Copy the records below exactly as they are written.

* [EXTRACTED ENTRIES]:
* * * * * * *
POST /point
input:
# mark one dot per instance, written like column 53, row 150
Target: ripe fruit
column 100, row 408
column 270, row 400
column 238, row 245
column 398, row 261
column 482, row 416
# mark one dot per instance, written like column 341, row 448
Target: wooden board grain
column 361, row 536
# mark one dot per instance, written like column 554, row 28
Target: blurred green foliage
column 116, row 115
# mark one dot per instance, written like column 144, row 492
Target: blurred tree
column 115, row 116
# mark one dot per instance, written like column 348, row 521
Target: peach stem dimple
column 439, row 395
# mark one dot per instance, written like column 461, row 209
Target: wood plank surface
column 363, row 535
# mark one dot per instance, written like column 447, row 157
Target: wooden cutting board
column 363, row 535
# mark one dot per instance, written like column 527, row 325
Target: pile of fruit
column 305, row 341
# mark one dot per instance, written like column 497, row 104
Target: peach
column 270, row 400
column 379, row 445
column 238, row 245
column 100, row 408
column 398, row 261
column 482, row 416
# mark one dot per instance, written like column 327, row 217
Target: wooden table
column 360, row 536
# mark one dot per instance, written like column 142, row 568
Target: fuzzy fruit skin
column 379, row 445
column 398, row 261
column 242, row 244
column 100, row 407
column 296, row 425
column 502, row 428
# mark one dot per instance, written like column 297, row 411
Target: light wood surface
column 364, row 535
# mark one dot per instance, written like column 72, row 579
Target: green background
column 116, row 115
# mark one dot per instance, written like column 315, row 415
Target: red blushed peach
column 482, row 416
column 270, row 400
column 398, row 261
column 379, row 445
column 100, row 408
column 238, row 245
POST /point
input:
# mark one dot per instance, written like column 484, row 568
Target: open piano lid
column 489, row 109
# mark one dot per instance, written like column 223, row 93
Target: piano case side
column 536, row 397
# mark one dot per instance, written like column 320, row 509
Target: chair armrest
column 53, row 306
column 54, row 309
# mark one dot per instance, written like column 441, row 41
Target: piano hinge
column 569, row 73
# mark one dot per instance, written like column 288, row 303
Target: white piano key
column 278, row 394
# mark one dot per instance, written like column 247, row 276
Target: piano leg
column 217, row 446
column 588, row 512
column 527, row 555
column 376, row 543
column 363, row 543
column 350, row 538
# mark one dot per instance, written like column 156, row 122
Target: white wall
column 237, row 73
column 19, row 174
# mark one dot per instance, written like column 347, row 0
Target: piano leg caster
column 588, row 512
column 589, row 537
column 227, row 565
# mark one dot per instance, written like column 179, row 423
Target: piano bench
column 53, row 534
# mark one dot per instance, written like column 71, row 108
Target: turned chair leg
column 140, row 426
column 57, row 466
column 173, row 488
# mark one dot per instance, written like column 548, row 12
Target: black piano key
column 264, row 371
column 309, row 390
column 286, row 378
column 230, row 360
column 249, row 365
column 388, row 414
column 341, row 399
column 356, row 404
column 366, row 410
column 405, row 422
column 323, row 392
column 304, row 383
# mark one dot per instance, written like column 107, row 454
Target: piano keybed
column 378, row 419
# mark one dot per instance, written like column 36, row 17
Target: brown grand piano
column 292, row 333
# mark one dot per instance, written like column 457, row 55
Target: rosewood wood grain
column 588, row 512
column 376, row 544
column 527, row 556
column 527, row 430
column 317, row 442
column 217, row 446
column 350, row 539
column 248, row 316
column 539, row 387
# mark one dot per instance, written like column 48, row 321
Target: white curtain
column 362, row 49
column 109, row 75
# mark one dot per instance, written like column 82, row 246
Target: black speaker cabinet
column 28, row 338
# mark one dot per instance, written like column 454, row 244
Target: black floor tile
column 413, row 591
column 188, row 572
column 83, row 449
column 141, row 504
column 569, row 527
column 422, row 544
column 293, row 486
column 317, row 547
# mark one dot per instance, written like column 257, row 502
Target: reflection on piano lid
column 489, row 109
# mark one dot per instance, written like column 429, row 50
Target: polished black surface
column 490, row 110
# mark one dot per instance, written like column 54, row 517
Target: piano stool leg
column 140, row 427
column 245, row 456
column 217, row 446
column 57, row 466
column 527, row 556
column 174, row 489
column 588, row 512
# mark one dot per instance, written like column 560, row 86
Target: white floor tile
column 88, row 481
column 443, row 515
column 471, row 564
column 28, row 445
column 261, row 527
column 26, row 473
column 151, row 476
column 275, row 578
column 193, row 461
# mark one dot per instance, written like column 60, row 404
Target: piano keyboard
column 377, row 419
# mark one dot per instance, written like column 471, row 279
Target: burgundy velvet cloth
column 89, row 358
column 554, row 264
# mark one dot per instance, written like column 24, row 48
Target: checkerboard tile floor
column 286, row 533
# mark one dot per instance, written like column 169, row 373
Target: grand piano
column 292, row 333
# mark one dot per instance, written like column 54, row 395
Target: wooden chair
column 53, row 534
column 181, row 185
* * * * * * *
* [RESULT]:
POST /point
input:
# mark one dot per instance, written like column 53, row 150
Target: ripe fruit
column 100, row 408
column 270, row 400
column 238, row 245
column 398, row 261
column 482, row 416
# mark one dot per instance, written like column 341, row 448
Target: wooden board grain
column 361, row 536
# mark one dot per instance, written like column 554, row 28
Target: blurred green foliage
column 116, row 115
# mark one dot per instance, written like column 144, row 492
Target: blurred tree
column 115, row 116
# mark one dot per instance, written like column 348, row 521
Target: peach stem dimple
column 439, row 395
# mark one dot per instance, written like column 461, row 209
Target: wood plank surface
column 363, row 535
# mark one dot per instance, written like column 447, row 157
Target: wooden cutting board
column 363, row 535
# mark one dot per instance, written like column 527, row 325
Target: pile of fruit
column 305, row 341
# mark one dot per instance, written like column 497, row 104
Target: peach
column 270, row 400
column 379, row 445
column 238, row 245
column 100, row 408
column 398, row 261
column 482, row 416
# mark one dot per instance, written like column 327, row 217
Target: wooden table
column 360, row 536
# mark one dot per instance, written like column 142, row 568
Target: fuzzy fruit skin
column 379, row 445
column 398, row 261
column 242, row 244
column 100, row 407
column 296, row 425
column 502, row 428
# mark one dot per instance, written like column 297, row 411
Target: light wood surface
column 364, row 535
# mark one dot per instance, written like column 72, row 579
Target: green background
column 116, row 115
# mark one dot per instance, written like column 315, row 415
Target: red blushed peach
column 482, row 416
column 270, row 400
column 398, row 261
column 379, row 445
column 100, row 408
column 238, row 245
POST /point
input:
# mark one dot per instance, written like column 484, row 568
Target: open piano lid
column 489, row 109
# mark one dot per instance, written like column 223, row 93
Target: piano case side
column 536, row 397
# mark one dot per instance, written like column 320, row 509
Target: chair armrest
column 53, row 306
column 54, row 309
# mark one dot per instance, written like column 441, row 41
Target: piano hinge
column 569, row 73
# mark one dot per instance, written like column 288, row 303
Target: white piano key
column 278, row 394
# mark one dot per instance, written like column 247, row 276
Target: piano leg
column 217, row 446
column 588, row 512
column 527, row 555
column 376, row 543
column 363, row 543
column 350, row 538
# mark one dot per instance, written like column 156, row 122
Target: white wall
column 237, row 73
column 19, row 174
# mark one dot per instance, written like column 347, row 0
Target: piano leg caster
column 588, row 512
column 589, row 537
column 227, row 565
# mark one dot per instance, written like column 179, row 423
Target: piano bench
column 53, row 534
# mark one dot per instance, written like column 71, row 108
Target: turned chair leg
column 140, row 426
column 57, row 466
column 173, row 488
# mark one dot per instance, written like column 548, row 12
Target: black piano key
column 264, row 371
column 309, row 390
column 286, row 378
column 230, row 360
column 249, row 365
column 388, row 414
column 341, row 399
column 356, row 404
column 366, row 410
column 405, row 422
column 323, row 392
column 304, row 383
# mark one dot per instance, written like column 107, row 454
Target: piano keybed
column 378, row 419
# mark one dot per instance, written like column 36, row 17
Target: brown grand piano
column 292, row 333
# mark one dot per instance, written like column 457, row 55
Target: rosewood wood grain
column 588, row 512
column 376, row 544
column 527, row 556
column 527, row 430
column 317, row 442
column 217, row 446
column 350, row 539
column 248, row 316
column 539, row 387
# mark one dot per instance, written like column 48, row 321
Target: white curtain
column 362, row 49
column 109, row 75
# mark one dot per instance, written like column 82, row 246
Target: black speaker cabinet
column 28, row 338
# mark one dot per instance, written like column 454, row 244
Target: black floor tile
column 413, row 591
column 188, row 572
column 83, row 449
column 141, row 504
column 569, row 527
column 422, row 544
column 293, row 486
column 317, row 547
# mark one dot per instance, written like column 257, row 502
Target: reflection on piano lid
column 489, row 109
# mark one dot per instance, written like column 429, row 50
Target: polished black surface
column 490, row 110
# mark one dot per instance, written like column 54, row 517
Target: piano stool leg
column 140, row 427
column 245, row 456
column 217, row 446
column 57, row 466
column 527, row 556
column 174, row 489
column 588, row 512
# mark one dot per instance, written like column 560, row 86
Target: white floor tile
column 88, row 481
column 443, row 515
column 471, row 564
column 28, row 445
column 261, row 527
column 26, row 473
column 151, row 476
column 275, row 578
column 193, row 461
# mark one dot per instance, written like column 60, row 404
Target: piano keyboard
column 377, row 419
# mark one dot per instance, written like column 471, row 279
Target: burgundy velvet cloth
column 89, row 358
column 554, row 264
# mark one dot per instance, written like column 24, row 48
Target: checkerboard tile floor
column 286, row 533
# mark one dot per instance, written like column 169, row 373
Target: grand piano
column 292, row 333
# mark one dot per instance, written like column 54, row 395
Target: wooden chair
column 53, row 534
column 181, row 185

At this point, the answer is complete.